Set down the passage of the Border Fire article starting with "September 15, 2016  (San" and going on through "no meaningful changes.", keeping every word and mark as it stands.
━━━━━ QUOTED PASSAGE
Photo by Richard Edwords: Harrowing ride along State Route 94 during Border Fire

 

September 15, 2016  (San Diego’s East County) – The County’s Border Fire 2016 After Action Report  presents a review on the regional response to the Border Fire that ignores many serious complaints lodged by rural residents in the fire. The report was written entirely by official agencies and  does not include concerns raised by the public, leading rural planning officials,  residents and a community news editor to contend the county whitewashed their concerns.

 The blaze killed two people , destroyed five homes and left countless animals without care in triple-digit heat while residents were refused access  for days after the fire. While residents praise efforts of firefighters who worked valiantly to prevent worse losses, many feel betrayed by officials in the wake of the Border Fire report and other complaints that residents say have yielded little or no meaningful changes.

The report omits entirely any mention of controversies over the deaths of Potrero residents Jim and Kyrie Keefe,  whose bodies were found by community volunteers.  Agencies praised themselves in the report, while omitting criticisms on issues such as lack of  adequate care for animals stranded in triple-digit heat and inadequate evacuation notifications -- in some cases, just yellow caution tape stuck on mailboxes, with no explanation or direct contact with residents in danger after their phone lines, cell towers and Internet service all  went down in communities such as Potrero and Lake Morena.

Many of those criticisms were documented by ECM in prior articles,  raised by residents in meetings with Dianne Jacob ,fire and law enforcement officials, in written complaints to officials, and more.  

Page 4 of the report states that two people died. There is no discussion of how they died, or whether their deaths could have been prevented through more resources on the fire in its early stages.  Nor is there any consideration of evacuation notification to the couple, whose vehicle was disabled. The report also omits complaints by concerned neighbors who say they pleaded with deputies for days to search for the missing couple, to no avail. Some complained that deputies declined to give their names and wore no badges, but that’s not mentioned, nor is an internal investigation into one of the deputies referenced.
━━━━━━━━━━
━━━━━ DATA SHOWN
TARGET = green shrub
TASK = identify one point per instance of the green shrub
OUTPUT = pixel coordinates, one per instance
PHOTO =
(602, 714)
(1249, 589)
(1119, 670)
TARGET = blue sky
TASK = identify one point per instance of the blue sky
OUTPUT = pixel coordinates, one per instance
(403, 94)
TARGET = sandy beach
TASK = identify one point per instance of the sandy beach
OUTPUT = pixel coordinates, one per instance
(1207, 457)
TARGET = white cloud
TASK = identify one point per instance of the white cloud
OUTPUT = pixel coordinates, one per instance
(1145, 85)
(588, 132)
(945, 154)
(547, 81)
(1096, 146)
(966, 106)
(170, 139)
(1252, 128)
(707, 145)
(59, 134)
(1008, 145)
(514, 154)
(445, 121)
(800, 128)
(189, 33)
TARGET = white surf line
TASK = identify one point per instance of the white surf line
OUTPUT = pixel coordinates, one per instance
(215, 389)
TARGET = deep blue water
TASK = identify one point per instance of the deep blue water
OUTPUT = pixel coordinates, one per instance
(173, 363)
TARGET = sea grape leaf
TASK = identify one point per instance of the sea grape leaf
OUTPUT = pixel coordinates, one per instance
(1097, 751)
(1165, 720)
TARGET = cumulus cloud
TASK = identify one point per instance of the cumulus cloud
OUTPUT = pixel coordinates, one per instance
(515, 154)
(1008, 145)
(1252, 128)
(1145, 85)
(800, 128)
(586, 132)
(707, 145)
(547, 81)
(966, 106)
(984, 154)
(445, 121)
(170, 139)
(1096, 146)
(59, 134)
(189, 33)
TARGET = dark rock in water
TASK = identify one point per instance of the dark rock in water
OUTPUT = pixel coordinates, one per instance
━━━━━━━━━━
RESULT -
September 15, 2016  (San Diego’s East County) – The County’s Border Fire 2016 After Action Report  presents a review on the regional response to the Border Fire that ignores many serious complaints lodged by rural residents in the fire. The report was written entirely by official agencies and  does not include concerns raised by the public, leading rural planning officials,  residents and a community news editor to contend the county whitewashed their concerns.

 The blaze killed two people , destroyed five homes and left countless animals without care in triple-digit heat while residents were refused access  for days after the fire. While residents praise efforts of firefighters who worked valiantly to prevent worse losses, many feel betrayed by officials in the wake of the Border Fire report and other complaints that residents say have yielded little or no meaningful changes.